Required tasks:
(1) Using the page on sample size for clinical trials, explain when a type I error occurs and how its level is fixed.
(2) Proceed with the page on sample size for clinical trials, starting after its last sentence.

Provided text:
Sample size for clinical trials

Ensure optimal power or sample size using power analysis. Power for clinical trials available in Excel using the XLSTAT statistical software.

Power and sample size analysis in clinical trials

XLSTAT-Power enables you to compute the necessary sample size for a clinical trial.

Three types of trials can be studied:

  • Equivalence trials: An equivalence trial is where you want to demonstrate that a new treatment is no better or worse than an existing treatment.
  • Superiority trials: A superiority trial is one where you want to demonstrate that one treatment is better than another.   
  • Non-inferiority trials: A non-inferiority trial is one where you want to show that a new treatment is not worse than an existing treatment.

These tests can be applied to a binary outcome or a continuous outcome.

When testing a hypothesis using a statistical test, there are several decisions to take:

  • The null hypothesis H0 and the alternative hypothesis Ha.
  • The statistical test to use.
  • The type I error also known as alpha. It occurs when one rejects the null hypothesis when it is true. It is set a priori for each test and is 5%.

[Data entries]

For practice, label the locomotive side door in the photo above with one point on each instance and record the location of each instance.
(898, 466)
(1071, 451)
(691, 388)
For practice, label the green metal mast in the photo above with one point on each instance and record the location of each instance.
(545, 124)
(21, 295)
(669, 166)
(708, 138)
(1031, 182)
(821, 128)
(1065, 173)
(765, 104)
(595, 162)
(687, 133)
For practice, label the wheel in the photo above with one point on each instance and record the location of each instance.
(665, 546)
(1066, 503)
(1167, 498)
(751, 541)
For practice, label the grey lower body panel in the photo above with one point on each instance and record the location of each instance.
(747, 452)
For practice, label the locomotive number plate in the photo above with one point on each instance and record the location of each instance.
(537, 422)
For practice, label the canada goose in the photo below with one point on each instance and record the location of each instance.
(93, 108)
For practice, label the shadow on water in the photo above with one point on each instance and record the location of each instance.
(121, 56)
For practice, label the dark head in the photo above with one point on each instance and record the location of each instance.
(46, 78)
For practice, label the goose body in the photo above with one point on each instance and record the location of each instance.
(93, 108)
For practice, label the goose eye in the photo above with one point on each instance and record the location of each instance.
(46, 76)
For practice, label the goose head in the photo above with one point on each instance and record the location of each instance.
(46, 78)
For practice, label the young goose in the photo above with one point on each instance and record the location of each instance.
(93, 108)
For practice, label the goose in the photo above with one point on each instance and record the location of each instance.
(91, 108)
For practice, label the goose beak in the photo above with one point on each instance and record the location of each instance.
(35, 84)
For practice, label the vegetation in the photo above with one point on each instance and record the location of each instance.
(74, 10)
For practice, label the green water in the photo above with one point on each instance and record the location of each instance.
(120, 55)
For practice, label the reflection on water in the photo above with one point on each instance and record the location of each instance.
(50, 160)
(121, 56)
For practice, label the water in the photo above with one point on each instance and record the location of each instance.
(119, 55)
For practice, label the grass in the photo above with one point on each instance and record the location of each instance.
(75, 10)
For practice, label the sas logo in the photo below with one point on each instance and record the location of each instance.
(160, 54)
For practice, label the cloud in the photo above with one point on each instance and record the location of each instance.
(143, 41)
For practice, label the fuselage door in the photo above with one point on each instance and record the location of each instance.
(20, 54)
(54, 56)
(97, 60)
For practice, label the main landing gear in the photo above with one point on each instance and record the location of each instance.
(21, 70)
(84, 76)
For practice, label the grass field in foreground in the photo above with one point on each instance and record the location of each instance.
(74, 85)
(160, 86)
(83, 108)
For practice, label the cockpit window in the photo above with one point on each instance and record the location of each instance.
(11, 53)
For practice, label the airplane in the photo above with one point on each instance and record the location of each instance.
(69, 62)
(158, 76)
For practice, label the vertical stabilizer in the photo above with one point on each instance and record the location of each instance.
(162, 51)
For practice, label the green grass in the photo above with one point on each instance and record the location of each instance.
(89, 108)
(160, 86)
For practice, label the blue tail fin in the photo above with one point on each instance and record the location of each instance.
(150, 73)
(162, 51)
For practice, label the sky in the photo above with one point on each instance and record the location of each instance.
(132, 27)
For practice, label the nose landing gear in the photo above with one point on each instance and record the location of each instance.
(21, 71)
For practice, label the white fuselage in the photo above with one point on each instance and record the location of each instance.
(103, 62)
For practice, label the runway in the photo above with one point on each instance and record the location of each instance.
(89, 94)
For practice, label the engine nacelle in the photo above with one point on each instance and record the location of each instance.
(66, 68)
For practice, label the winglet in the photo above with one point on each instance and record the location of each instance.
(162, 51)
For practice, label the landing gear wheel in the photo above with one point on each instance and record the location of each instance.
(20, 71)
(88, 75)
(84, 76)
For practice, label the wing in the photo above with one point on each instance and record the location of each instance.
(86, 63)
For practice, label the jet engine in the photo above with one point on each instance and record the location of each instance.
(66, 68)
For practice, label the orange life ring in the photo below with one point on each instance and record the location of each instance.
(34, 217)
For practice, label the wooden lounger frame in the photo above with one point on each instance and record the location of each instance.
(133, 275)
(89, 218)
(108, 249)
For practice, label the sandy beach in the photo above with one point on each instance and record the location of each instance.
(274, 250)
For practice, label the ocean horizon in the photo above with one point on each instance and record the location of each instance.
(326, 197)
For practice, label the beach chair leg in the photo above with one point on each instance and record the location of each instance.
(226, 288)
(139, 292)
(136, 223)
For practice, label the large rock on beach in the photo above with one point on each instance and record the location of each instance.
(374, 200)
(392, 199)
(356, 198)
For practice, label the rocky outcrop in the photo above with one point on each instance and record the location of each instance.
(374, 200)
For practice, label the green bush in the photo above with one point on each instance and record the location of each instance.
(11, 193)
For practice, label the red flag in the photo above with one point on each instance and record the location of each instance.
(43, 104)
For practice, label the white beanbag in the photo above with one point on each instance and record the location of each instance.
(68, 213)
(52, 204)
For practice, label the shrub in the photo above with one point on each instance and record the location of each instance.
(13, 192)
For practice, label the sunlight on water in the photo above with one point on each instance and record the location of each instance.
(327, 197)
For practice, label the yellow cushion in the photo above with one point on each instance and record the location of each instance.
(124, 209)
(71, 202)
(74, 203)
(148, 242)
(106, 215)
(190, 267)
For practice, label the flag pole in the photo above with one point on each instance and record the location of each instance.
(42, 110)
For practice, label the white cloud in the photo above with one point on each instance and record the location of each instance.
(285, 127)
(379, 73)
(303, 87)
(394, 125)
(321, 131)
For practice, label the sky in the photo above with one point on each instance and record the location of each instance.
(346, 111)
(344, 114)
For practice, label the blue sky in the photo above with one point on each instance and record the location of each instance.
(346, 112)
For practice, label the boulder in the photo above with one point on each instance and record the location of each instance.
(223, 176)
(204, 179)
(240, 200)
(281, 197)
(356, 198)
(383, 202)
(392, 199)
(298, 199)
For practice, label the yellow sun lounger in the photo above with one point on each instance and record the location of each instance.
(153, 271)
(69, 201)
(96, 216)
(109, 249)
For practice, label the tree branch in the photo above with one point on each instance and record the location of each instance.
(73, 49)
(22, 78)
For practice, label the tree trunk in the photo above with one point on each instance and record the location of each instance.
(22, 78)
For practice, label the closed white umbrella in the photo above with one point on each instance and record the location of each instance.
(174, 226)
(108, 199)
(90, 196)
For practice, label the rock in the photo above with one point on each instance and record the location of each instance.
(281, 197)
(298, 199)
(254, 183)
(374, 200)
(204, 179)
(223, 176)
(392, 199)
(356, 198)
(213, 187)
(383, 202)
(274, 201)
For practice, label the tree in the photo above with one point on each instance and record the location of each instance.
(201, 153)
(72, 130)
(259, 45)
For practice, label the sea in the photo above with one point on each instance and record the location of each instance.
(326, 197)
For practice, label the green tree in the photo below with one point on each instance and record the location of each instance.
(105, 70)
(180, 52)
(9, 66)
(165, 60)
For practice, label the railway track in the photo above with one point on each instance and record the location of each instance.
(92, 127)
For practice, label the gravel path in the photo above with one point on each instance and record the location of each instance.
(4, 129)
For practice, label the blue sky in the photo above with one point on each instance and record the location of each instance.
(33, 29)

Answers by item:
(1) A type I error, also called alpha, occurs when the null hypothesis is rejected even though it is true. Its level is set a priori for each test, at 5%.

(2)
The type II error or beta is less studied but is of great importance. In fact, it represents the probability that one does not reject the null hypothesis when it is false. We can not fix it upfront, but based on other parameters of the model we can try to minimize it. The power of a test is calculated as 1-beta and represents the probability that we reject the null hypothesis when it is false.

We therefore wish to maximize the power of the test. The XLSTAT-Power module calculates the power (and beta) when other parameters are known. For a given power, it also allows to calculate the sample size that is necessary to reach that power. The usual power used in 0.9, however, it can differ depending on the trial.

The sample size requirements or the statistical power calculations are usually done before the experiment is conducted. The main application of power calculations is to estimate the number of observations necessary to properly conduct an experiment.